== Textauszug
Dramatische Rettungsaktion

Die Lisco Gloria war mit mehr als 249 Menschen an Bord in der Nacht zum Samtag vor der schleswig-holsteinischen Insel Fehmarn nach einer Explosion in Flammen aufgegangen. Rettungskräfte schafften es, in einer dramatischen Aktion alle Passagiere und Besatzungsmitglieder von dem brennenden Schiff zu holen. Es gab 28 Verletzte, die meisten erlitten Rauchvergiftungen. 23 von ihnen wurden noch in Krankenhäusern behandelt. Dänische und deutsche Marinehubschrauber flogen drei Verletzte vom Schiff in Krankenhäuser.

Besonders dramatisch war die Rettung eines 14-Jährigen, den Marineflieger aus Kiel von Bord holten, als schon alle anderen Passagiere evakuiert waren. Der Junge hatte im Vorderschiff das Bullauge seiner Kabine eingeschlagen und sich mit Winken bemerkbar gemacht, wie der Pilot Sebastian Steffens nach seiner Rückkehr in Kiel sagte. Rundherum brannte es. "Wir sind dann im Schwebeflug angeflogen und haben ihn mit dem Rettungskorb herausgeholt", schilderte der Hubschrauberpilot. "Es war kalt, er hatte nur eine Unterhose an" und sei mehr als aufgewühlt gewesen, so Steffens "Er hat dann wohl eine Viertelstunde bei unserem Offizier im Arm gelegen."

Die geretteten Passagiere wurden dann von der Fähre Deutschland etwa elf Kilometer nördlich von Fehmarn aufgenommen und am Samstagmorgen nach Kiel gebracht. Nachdem das Innenministerium in Schleswig-Holstein schon am Nachmittag eine vorsätzliche Straftat oder einen Terroranschlag als Ursache ausgeschlossen hatte, wurde am Abend ein Lastwagenaggregat als Ausgangspunkt der Katastrophe genannt.

Ein Besatzungsmitglied habe bei einem Rundgang Rauch an einem Lastwagen festgestellt und zunächst einen eigenen Löschversuch unternommen, sagte der Leiter des Lagezentrums, Joachim Gutt, im NDR-Fernsehen. Als dieser fehlschlug, habe der Mann den Kapitän informiert, der die Rettungsmaßnahmen eingeleitet habe. Die Nähe des Brandherdes zum Tank der Zugmaschine erkläre auch die Explosion.
====
**Zu erledigende Aufgabe**
Schreiben Sie den Textauszug von „Dramatische Rettungsaktion“ bis „vom Schiff in Krankenhäuser.“ zeichengenau ab. Die Auflistung wird zur Bearbeitung nicht benötigt.
== Verfügbare Daten
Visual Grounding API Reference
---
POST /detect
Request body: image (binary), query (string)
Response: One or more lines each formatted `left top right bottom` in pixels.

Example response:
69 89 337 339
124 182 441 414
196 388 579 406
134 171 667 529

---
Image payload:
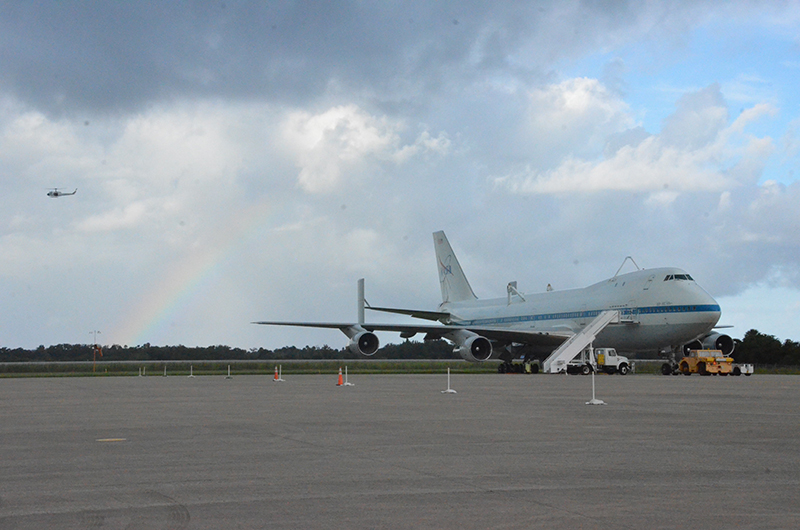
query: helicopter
47 188 78 199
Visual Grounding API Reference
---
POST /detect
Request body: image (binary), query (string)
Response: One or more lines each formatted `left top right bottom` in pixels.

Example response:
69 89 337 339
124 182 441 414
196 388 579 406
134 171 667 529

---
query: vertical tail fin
433 231 478 303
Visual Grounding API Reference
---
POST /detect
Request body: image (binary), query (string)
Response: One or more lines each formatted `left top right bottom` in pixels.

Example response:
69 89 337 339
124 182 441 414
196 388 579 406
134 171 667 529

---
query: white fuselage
440 267 720 352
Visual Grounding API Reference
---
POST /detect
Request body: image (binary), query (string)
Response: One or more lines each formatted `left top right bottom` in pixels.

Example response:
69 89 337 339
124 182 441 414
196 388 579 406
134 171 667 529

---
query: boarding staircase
544 309 620 374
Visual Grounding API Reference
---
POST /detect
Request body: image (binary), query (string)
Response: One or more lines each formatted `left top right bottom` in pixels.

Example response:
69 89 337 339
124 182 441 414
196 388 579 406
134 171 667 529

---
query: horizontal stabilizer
367 306 450 324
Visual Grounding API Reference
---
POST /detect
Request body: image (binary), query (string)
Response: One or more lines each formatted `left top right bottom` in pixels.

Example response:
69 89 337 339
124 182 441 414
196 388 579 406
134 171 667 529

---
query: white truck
567 348 633 375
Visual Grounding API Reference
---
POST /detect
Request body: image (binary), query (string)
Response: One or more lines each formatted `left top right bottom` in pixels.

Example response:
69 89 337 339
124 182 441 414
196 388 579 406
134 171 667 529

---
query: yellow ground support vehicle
678 350 740 375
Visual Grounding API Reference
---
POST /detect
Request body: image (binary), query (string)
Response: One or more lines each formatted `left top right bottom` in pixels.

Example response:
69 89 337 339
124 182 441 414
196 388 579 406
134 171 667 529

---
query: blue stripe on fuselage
453 304 720 326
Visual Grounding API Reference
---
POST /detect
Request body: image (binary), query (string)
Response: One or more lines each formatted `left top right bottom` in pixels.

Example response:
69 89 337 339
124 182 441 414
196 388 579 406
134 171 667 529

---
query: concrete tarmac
0 373 800 530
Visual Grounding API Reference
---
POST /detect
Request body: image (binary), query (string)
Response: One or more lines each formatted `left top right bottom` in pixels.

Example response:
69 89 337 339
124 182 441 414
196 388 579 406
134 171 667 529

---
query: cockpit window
664 274 694 282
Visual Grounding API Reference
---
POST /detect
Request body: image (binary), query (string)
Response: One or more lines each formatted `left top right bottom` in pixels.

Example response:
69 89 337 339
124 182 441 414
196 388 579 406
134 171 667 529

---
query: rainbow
108 202 272 346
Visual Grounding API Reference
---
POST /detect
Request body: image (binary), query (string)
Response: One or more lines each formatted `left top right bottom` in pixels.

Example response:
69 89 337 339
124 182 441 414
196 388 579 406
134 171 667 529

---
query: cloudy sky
0 0 800 348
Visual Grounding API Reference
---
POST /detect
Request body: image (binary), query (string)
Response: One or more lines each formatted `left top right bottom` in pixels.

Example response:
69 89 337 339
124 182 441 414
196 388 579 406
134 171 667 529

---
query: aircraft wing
252 321 573 348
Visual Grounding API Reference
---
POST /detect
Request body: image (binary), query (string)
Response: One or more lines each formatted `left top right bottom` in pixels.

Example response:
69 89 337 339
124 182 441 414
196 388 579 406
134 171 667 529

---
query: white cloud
281 105 449 193
494 81 774 197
====
**Platz für Antwort**
Dramatische Rettungsaktion

Die Lisco Gloria war mit mehr als 249 Menschen an Bord in der Nacht zum Samtag vor der schleswig-holsteinischen Insel Fehmarn nach einer Explosion in Flammen aufgegangen. Rettungskräfte schafften es, in einer dramatischen Aktion alle Passagiere und Besatzungsmitglieder von dem brennenden Schiff zu holen. Es gab 28 Verletzte, die meisten erlitten Rauchvergiftungen. 23 von ihnen wurden noch in Krankenhäusern behandelt. Dänische und deutsche Marinehubschrauber flogen drei Verletzte vom Schiff in Krankenhäuser.